§ EXERCISE DETAILS
Print each of the entries below word for word, leaving out the pictures.

>> BEGIN EXCERPTED DATA

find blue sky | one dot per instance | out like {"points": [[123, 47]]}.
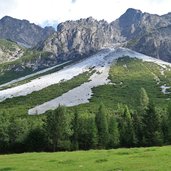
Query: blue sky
{"points": [[49, 12]]}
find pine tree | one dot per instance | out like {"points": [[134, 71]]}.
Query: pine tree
{"points": [[144, 99], [58, 128], [4, 136], [75, 127], [127, 136], [169, 123], [113, 133], [87, 133], [102, 127], [151, 126]]}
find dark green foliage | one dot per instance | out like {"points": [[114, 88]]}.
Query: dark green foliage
{"points": [[169, 123], [58, 127], [87, 133], [75, 128], [151, 126], [127, 135], [4, 136], [36, 140], [144, 99], [102, 127], [114, 137]]}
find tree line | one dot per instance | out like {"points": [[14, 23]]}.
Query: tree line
{"points": [[61, 130]]}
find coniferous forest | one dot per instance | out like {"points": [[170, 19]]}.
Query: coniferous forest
{"points": [[66, 130]]}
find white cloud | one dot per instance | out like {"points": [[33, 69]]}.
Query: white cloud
{"points": [[39, 11]]}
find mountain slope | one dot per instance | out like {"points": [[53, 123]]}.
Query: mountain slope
{"points": [[23, 32], [115, 83], [9, 51], [76, 39]]}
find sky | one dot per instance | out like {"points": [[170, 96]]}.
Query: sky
{"points": [[51, 12]]}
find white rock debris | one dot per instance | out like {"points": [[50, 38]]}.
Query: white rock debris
{"points": [[101, 62], [164, 89]]}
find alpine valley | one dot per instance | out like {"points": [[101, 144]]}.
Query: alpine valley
{"points": [[120, 70]]}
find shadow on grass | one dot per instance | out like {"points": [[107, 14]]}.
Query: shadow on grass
{"points": [[7, 169]]}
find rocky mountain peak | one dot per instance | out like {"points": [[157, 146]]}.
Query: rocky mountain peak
{"points": [[23, 32]]}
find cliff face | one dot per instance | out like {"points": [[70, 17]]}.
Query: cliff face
{"points": [[146, 33], [142, 32], [74, 39], [23, 32]]}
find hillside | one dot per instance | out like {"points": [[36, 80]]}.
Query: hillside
{"points": [[135, 159], [106, 78], [23, 32]]}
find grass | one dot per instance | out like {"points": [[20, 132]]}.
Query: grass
{"points": [[20, 105], [127, 75], [135, 159], [7, 69], [127, 81]]}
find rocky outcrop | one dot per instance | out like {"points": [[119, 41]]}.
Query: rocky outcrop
{"points": [[75, 39], [156, 44], [139, 31], [9, 51], [23, 32]]}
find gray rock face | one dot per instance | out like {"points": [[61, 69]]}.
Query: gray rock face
{"points": [[75, 39], [156, 44], [143, 32], [23, 32]]}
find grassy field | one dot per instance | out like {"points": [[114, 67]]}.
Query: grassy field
{"points": [[135, 159], [127, 75]]}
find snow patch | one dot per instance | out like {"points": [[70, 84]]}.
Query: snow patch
{"points": [[101, 62], [164, 89]]}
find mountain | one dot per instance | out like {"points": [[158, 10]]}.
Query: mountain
{"points": [[113, 75], [9, 51], [75, 39], [134, 29], [23, 32]]}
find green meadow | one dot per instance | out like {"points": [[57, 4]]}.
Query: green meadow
{"points": [[134, 159]]}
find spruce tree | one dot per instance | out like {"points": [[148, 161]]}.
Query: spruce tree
{"points": [[87, 133], [151, 126], [58, 128], [75, 127], [113, 132], [102, 127], [169, 123], [127, 136], [144, 99]]}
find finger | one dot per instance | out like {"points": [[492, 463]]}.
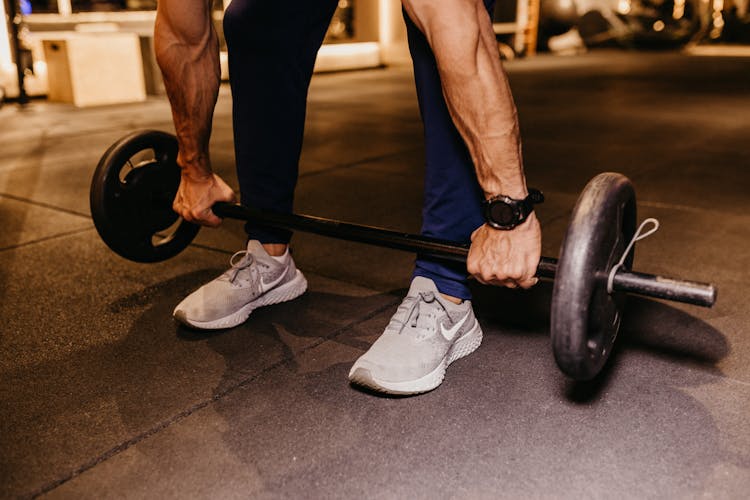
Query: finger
{"points": [[528, 283]]}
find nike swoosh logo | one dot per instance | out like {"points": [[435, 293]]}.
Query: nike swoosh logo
{"points": [[267, 286], [452, 331]]}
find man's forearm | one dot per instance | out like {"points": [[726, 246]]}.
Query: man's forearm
{"points": [[476, 90], [187, 51]]}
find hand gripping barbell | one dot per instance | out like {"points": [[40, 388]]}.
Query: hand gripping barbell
{"points": [[137, 179]]}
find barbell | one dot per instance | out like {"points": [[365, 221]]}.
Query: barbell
{"points": [[137, 178]]}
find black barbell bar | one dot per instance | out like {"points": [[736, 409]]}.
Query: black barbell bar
{"points": [[648, 285]]}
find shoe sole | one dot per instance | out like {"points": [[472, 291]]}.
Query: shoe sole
{"points": [[464, 346], [284, 293]]}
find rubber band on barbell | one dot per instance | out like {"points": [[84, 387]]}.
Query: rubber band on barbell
{"points": [[638, 236]]}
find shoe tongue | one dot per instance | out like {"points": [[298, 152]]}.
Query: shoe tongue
{"points": [[254, 247], [422, 284]]}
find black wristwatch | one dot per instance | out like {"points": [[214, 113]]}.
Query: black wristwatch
{"points": [[503, 212]]}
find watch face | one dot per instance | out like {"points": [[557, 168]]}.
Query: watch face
{"points": [[502, 213]]}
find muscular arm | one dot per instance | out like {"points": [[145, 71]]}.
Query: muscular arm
{"points": [[187, 51], [479, 100]]}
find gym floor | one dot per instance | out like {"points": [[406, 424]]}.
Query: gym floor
{"points": [[103, 395]]}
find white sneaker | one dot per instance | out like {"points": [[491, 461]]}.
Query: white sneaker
{"points": [[255, 279], [426, 334]]}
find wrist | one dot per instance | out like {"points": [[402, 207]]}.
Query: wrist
{"points": [[505, 213]]}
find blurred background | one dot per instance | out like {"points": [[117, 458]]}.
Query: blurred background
{"points": [[57, 46]]}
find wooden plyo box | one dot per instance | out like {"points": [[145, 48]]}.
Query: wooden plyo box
{"points": [[89, 69]]}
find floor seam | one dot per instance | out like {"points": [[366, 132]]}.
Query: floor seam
{"points": [[361, 162], [45, 205], [116, 450], [46, 238]]}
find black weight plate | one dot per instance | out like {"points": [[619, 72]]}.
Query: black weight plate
{"points": [[585, 318], [131, 198]]}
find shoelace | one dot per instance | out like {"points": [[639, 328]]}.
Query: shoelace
{"points": [[414, 304], [246, 260]]}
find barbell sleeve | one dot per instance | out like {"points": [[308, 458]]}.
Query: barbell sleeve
{"points": [[689, 292]]}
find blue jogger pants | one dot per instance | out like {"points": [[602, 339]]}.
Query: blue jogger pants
{"points": [[272, 47]]}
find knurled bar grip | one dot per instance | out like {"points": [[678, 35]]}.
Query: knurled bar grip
{"points": [[689, 292]]}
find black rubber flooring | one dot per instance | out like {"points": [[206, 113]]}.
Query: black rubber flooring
{"points": [[102, 395]]}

>> END EXCERPTED DATA

§ TASK ANSWER
find blue sky | one dot per instance | out like {"points": [[123, 47]]}.
Query: blue sky
{"points": [[49, 12]]}
find pine tree | one dot per instance | out like {"points": [[134, 71]]}.
Query: pine tree
{"points": [[144, 99], [58, 128], [4, 136], [75, 127], [127, 136], [169, 123], [113, 133], [87, 133], [102, 127], [151, 126]]}
find dark green foliage | one dot per instance | out like {"points": [[114, 88]]}.
Query: dark green foliage
{"points": [[169, 123], [58, 127], [87, 133], [75, 128], [151, 126], [127, 135], [4, 136], [36, 140], [144, 99], [102, 127], [114, 137]]}
find tree line | one dot per instance | out like {"points": [[14, 23]]}.
Query: tree line
{"points": [[61, 130]]}
find coniferous forest | one dot per instance | out like {"points": [[170, 19]]}.
Query: coniferous forest
{"points": [[66, 130]]}
find white cloud | one dot per instance | out like {"points": [[33, 69]]}.
Query: white cloud
{"points": [[39, 11]]}
find mountain slope | one dot per instance | out like {"points": [[53, 123]]}.
Query: mountain slope
{"points": [[23, 32], [115, 83], [9, 51], [76, 39]]}
find sky | one dot per instance | out like {"points": [[170, 96]]}.
Query: sky
{"points": [[51, 12]]}
find white rock debris | one dot per instance | out like {"points": [[50, 38]]}.
Query: white rock debris
{"points": [[101, 62], [164, 89]]}
find alpine valley | one dot per instance | out like {"points": [[101, 144]]}.
Query: alpine valley
{"points": [[120, 70]]}
find shadow on grass | one dot per instance | out like {"points": [[107, 14]]}.
Query: shadow on grass
{"points": [[7, 169]]}
find rocky mountain peak | one dot per instance | out like {"points": [[157, 146]]}.
Query: rocky mountain peak
{"points": [[23, 32]]}
find cliff face | one dot per instance | out like {"points": [[70, 17]]}.
Query: cliff face
{"points": [[146, 33], [142, 32], [74, 39], [23, 32]]}
find hillside | one dot per instance | out like {"points": [[36, 80]]}.
Query: hillside
{"points": [[135, 159], [106, 78], [23, 32]]}
find grass | one dot per instance | out like {"points": [[20, 132]]}.
Query: grass
{"points": [[20, 105], [127, 75], [135, 159], [7, 69], [127, 81]]}
find rocky outcrop | one dot per instance | out like {"points": [[119, 41]]}.
Query: rocky outcrop
{"points": [[75, 39], [156, 44], [139, 31], [9, 51], [23, 32]]}
find gray rock face | one dot per instance | out like {"points": [[61, 69]]}.
Query: gray rock face
{"points": [[75, 39], [156, 44], [143, 32], [23, 32]]}
find grassy field | one dot per instance | out like {"points": [[114, 67]]}.
Query: grassy field
{"points": [[135, 159], [127, 75]]}
find snow patch | one dot per instance | out like {"points": [[70, 84]]}.
Query: snow patch
{"points": [[101, 62], [164, 89]]}
find mountain | one dot per instance | out like {"points": [[158, 10]]}.
Query: mountain
{"points": [[113, 75], [9, 51], [75, 39], [134, 29], [23, 32]]}
find green meadow | one dot per instance | out like {"points": [[57, 4]]}.
Query: green meadow
{"points": [[134, 159]]}
find spruce tree | one dot per instance | out like {"points": [[148, 161]]}.
Query: spruce tree
{"points": [[87, 133], [151, 126], [58, 128], [75, 127], [113, 132], [102, 127], [169, 123], [127, 136], [144, 99]]}
find finger | one dot per instance | out like {"points": [[492, 463]]}.
Query: finger
{"points": [[528, 283]]}
find nike swoosh logo | one dot per instance | out like {"points": [[435, 293]]}.
Query: nike swoosh logo
{"points": [[267, 286], [452, 331]]}
find man's forearm | one dot per instance | out like {"points": [[726, 246]]}.
Query: man's forearm
{"points": [[476, 90], [187, 51]]}
find hand gripping barbell | one dot per instance | out like {"points": [[40, 388]]}.
Query: hand gripping barbell
{"points": [[137, 179]]}
find barbell | one dot per instance | out like {"points": [[365, 221]]}.
Query: barbell
{"points": [[137, 178]]}
find black barbell bar | one dot per instance | out like {"points": [[736, 409]]}.
Query: black barbell bar
{"points": [[648, 285]]}
find shoe sole | one dot per instance | out like {"points": [[472, 291]]}.
Query: shoe sole
{"points": [[464, 346], [284, 293]]}
find rubber band on barbell | one dot per instance | out like {"points": [[84, 387]]}.
Query: rubber band on barbell
{"points": [[638, 236]]}
find shoe tongue | one dot per instance | out like {"points": [[298, 152]]}.
Query: shoe tongue
{"points": [[254, 247], [422, 284]]}
find black wristwatch | one dot per instance | out like {"points": [[214, 113]]}.
Query: black wristwatch
{"points": [[503, 212]]}
find watch face | one dot per instance | out like {"points": [[557, 168]]}.
Query: watch face
{"points": [[502, 213]]}
find muscular arm | one dot per instance | out like {"points": [[145, 71]]}.
Query: muscular arm
{"points": [[187, 51], [479, 100]]}
find gym floor | one dot per instance | out like {"points": [[406, 424]]}.
Query: gym floor
{"points": [[103, 395]]}
find white sneaker | one dot per instance | out like {"points": [[491, 461]]}.
Query: white sneaker
{"points": [[255, 279], [426, 334]]}
find wrist | one dot per instance | out like {"points": [[402, 207]]}.
Query: wrist
{"points": [[505, 213]]}
find blurred background | one dot per instance | out like {"points": [[117, 458]]}.
Query: blurred background
{"points": [[57, 46]]}
find wooden plyo box | one dot per instance | out like {"points": [[145, 48]]}.
Query: wooden plyo box
{"points": [[89, 69]]}
find floor seam | one dot per instance | out like {"points": [[366, 132]]}.
Query: floor seam
{"points": [[361, 162], [45, 205], [116, 450], [46, 238]]}
find black weight plate | one dot per instance | out like {"points": [[619, 72]]}.
Query: black weight plate
{"points": [[585, 318], [131, 198]]}
find shoelace | one dot per instance | out like {"points": [[639, 328]]}.
Query: shoelace
{"points": [[414, 304], [246, 260]]}
find barbell sleeve | one dot per instance | out like {"points": [[308, 458]]}.
Query: barbell sleeve
{"points": [[689, 292]]}
find blue jogger pants | one dot per instance | out like {"points": [[602, 339]]}.
Query: blue jogger pants
{"points": [[272, 47]]}
find knurled bar grip | one dot per instance | out like {"points": [[678, 35]]}.
Query: knurled bar grip
{"points": [[689, 292]]}
find black rubber flooring | one dot per instance | out like {"points": [[206, 113]]}.
Query: black rubber flooring
{"points": [[102, 395]]}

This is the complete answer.